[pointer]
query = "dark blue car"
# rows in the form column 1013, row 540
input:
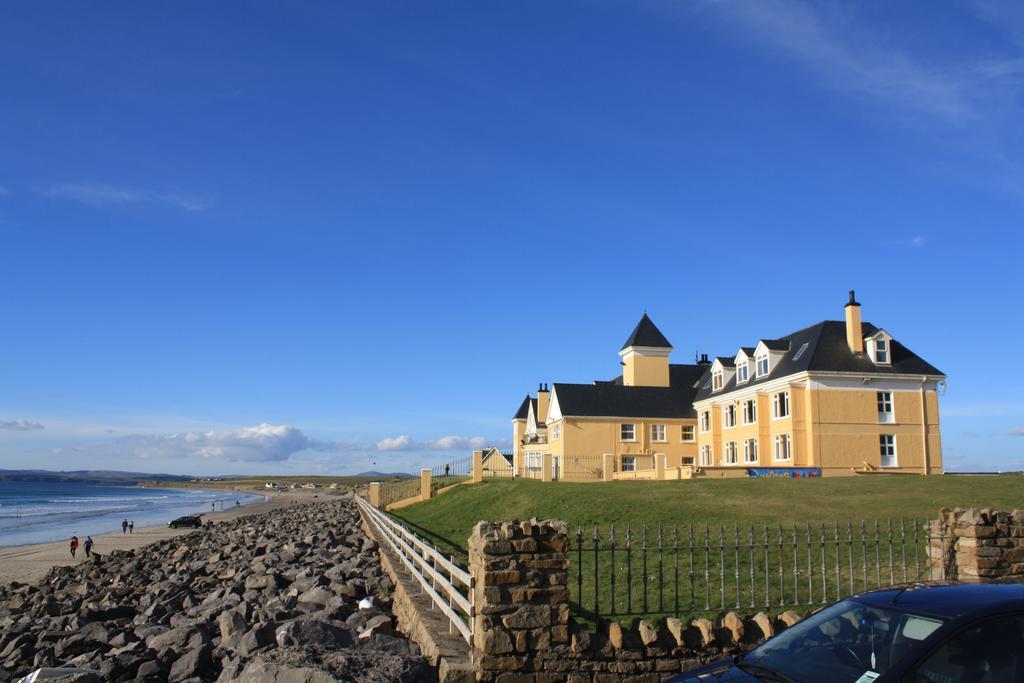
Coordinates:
column 918, row 634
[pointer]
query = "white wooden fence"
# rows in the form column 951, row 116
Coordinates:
column 450, row 587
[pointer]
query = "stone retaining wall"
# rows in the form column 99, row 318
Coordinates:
column 522, row 630
column 426, row 626
column 980, row 545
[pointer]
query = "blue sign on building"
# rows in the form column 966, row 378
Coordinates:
column 784, row 472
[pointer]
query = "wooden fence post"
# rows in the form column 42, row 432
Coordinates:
column 425, row 484
column 477, row 467
column 608, row 462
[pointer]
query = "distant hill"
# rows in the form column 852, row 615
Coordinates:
column 374, row 473
column 93, row 476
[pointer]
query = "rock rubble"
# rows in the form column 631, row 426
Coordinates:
column 268, row 597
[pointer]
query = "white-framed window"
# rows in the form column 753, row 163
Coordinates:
column 750, row 411
column 657, row 433
column 885, row 401
column 882, row 351
column 751, row 451
column 729, row 416
column 627, row 432
column 783, row 447
column 742, row 372
column 780, row 404
column 887, row 447
column 761, row 363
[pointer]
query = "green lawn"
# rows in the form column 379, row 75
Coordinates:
column 817, row 564
column 449, row 519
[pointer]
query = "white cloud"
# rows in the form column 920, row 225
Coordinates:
column 848, row 57
column 19, row 425
column 403, row 442
column 260, row 443
column 394, row 443
column 104, row 195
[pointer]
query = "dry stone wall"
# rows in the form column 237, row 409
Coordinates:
column 523, row 631
column 980, row 545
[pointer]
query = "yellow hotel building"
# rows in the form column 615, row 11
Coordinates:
column 839, row 397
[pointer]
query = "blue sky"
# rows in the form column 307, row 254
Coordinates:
column 336, row 237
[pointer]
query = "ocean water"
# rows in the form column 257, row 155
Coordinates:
column 44, row 511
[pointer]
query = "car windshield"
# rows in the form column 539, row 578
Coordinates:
column 846, row 642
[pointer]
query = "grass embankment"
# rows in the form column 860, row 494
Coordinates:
column 818, row 564
column 448, row 520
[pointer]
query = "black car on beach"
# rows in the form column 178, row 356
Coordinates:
column 921, row 633
column 186, row 521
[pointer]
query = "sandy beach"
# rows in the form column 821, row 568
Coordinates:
column 30, row 563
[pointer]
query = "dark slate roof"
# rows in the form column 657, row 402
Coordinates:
column 783, row 344
column 645, row 334
column 611, row 398
column 523, row 411
column 826, row 351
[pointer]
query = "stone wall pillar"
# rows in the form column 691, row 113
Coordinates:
column 988, row 545
column 659, row 466
column 520, row 574
column 425, row 484
column 477, row 474
column 608, row 461
column 546, row 467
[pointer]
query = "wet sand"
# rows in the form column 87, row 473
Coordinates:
column 30, row 563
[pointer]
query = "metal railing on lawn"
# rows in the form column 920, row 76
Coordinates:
column 451, row 473
column 450, row 586
column 579, row 468
column 498, row 464
column 689, row 569
column 398, row 489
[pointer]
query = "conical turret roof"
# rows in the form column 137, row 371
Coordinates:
column 646, row 334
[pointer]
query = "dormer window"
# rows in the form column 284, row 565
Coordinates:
column 882, row 351
column 880, row 347
column 762, row 366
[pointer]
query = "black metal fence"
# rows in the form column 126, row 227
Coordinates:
column 498, row 464
column 450, row 473
column 579, row 468
column 686, row 569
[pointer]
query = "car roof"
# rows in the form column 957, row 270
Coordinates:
column 948, row 600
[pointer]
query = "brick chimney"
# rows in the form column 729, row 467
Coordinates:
column 854, row 335
column 542, row 402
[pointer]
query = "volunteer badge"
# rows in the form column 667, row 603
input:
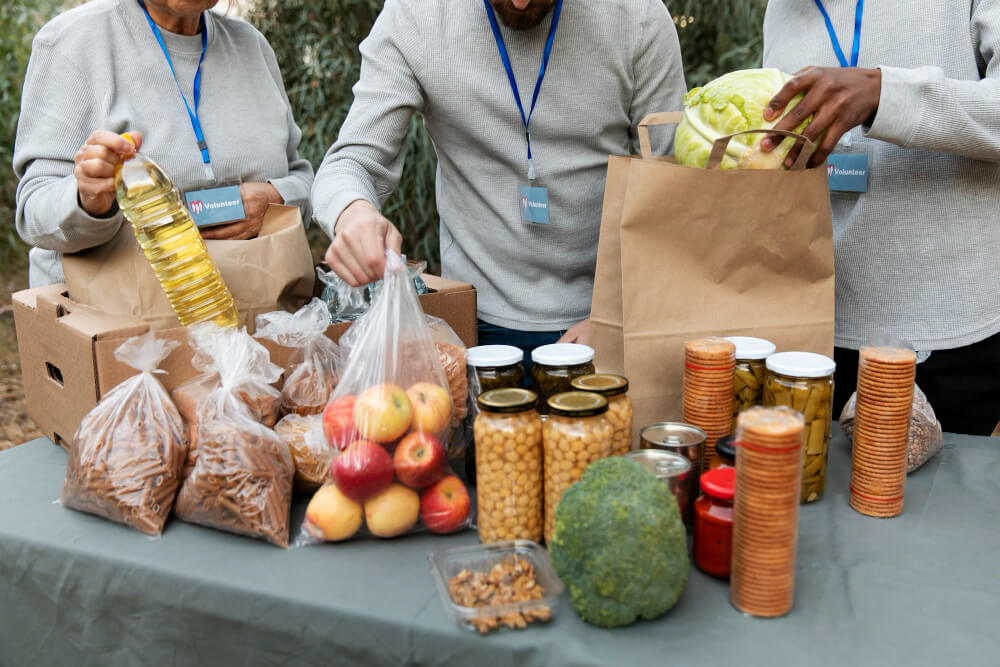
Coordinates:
column 215, row 206
column 535, row 205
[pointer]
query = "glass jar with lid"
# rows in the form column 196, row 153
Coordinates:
column 575, row 434
column 508, row 434
column 556, row 366
column 748, row 384
column 615, row 389
column 497, row 366
column 713, row 522
column 803, row 381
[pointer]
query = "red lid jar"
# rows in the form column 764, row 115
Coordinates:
column 713, row 522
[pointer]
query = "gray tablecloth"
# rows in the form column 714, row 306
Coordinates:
column 920, row 589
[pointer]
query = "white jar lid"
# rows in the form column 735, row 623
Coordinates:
column 801, row 364
column 748, row 347
column 494, row 356
column 562, row 354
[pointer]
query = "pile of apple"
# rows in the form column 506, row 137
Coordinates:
column 392, row 470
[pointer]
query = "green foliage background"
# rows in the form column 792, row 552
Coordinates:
column 316, row 45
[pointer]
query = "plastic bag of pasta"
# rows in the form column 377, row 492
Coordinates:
column 311, row 372
column 390, row 417
column 925, row 438
column 254, row 386
column 242, row 478
column 126, row 457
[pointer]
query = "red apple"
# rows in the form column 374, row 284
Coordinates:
column 362, row 470
column 431, row 407
column 383, row 413
column 444, row 507
column 338, row 422
column 419, row 460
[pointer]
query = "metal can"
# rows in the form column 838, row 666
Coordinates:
column 685, row 440
column 673, row 470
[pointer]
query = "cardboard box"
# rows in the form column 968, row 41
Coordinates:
column 67, row 349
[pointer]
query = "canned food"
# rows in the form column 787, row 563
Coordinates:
column 682, row 439
column 672, row 469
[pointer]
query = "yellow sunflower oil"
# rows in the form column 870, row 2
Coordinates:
column 172, row 243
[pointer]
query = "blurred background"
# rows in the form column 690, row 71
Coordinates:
column 316, row 42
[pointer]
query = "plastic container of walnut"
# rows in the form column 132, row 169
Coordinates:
column 486, row 587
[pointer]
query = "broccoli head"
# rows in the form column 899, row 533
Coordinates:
column 619, row 544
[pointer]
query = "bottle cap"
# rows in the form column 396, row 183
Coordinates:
column 507, row 400
column 604, row 384
column 494, row 356
column 578, row 404
column 801, row 364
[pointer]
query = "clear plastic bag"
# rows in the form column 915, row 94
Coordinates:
column 312, row 454
column 126, row 457
column 311, row 372
column 925, row 439
column 393, row 412
column 347, row 303
column 242, row 477
column 254, row 387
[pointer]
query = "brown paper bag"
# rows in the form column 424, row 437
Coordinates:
column 271, row 272
column 686, row 253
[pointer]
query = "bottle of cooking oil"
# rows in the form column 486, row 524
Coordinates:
column 172, row 243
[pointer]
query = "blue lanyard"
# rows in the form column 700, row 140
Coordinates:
column 526, row 120
column 193, row 115
column 856, row 47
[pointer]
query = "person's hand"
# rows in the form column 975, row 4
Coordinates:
column 361, row 237
column 578, row 333
column 256, row 197
column 94, row 169
column 838, row 98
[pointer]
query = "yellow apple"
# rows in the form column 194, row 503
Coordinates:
column 431, row 407
column 383, row 413
column 332, row 516
column 393, row 511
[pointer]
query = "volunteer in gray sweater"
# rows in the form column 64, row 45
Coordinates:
column 99, row 70
column 918, row 253
column 527, row 241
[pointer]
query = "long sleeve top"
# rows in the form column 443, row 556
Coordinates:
column 918, row 254
column 99, row 67
column 612, row 62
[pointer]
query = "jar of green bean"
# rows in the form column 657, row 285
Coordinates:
column 803, row 381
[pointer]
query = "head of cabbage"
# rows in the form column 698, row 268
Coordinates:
column 733, row 103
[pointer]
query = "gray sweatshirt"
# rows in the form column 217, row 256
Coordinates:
column 613, row 62
column 99, row 67
column 918, row 255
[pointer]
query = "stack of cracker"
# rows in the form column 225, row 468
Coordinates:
column 882, row 425
column 708, row 390
column 766, row 510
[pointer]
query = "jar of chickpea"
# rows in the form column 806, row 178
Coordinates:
column 615, row 389
column 508, row 434
column 576, row 433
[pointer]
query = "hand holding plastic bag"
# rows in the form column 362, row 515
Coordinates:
column 126, row 456
column 390, row 415
column 242, row 478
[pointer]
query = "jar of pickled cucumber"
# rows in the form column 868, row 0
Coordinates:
column 803, row 381
column 509, row 487
column 575, row 434
column 615, row 389
column 497, row 366
column 748, row 385
column 555, row 367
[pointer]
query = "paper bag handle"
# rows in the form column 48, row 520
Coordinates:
column 662, row 118
column 719, row 149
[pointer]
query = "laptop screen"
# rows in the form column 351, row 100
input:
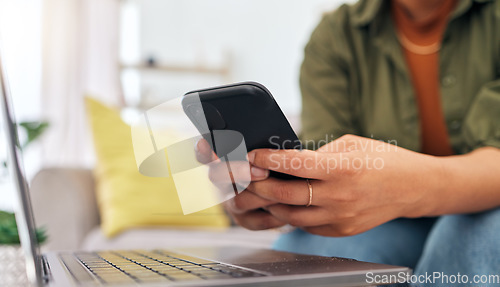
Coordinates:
column 24, row 213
* * * * * * * * *
**PROBLEM DETAILS**
Please report every line of the data above that contains the word "roof", copying each line in full. Matching is case-sensitive.

**EXERCISE RESPONSE**
query = "dark slate roof"
query = "conical turret roof"
query = "car roof"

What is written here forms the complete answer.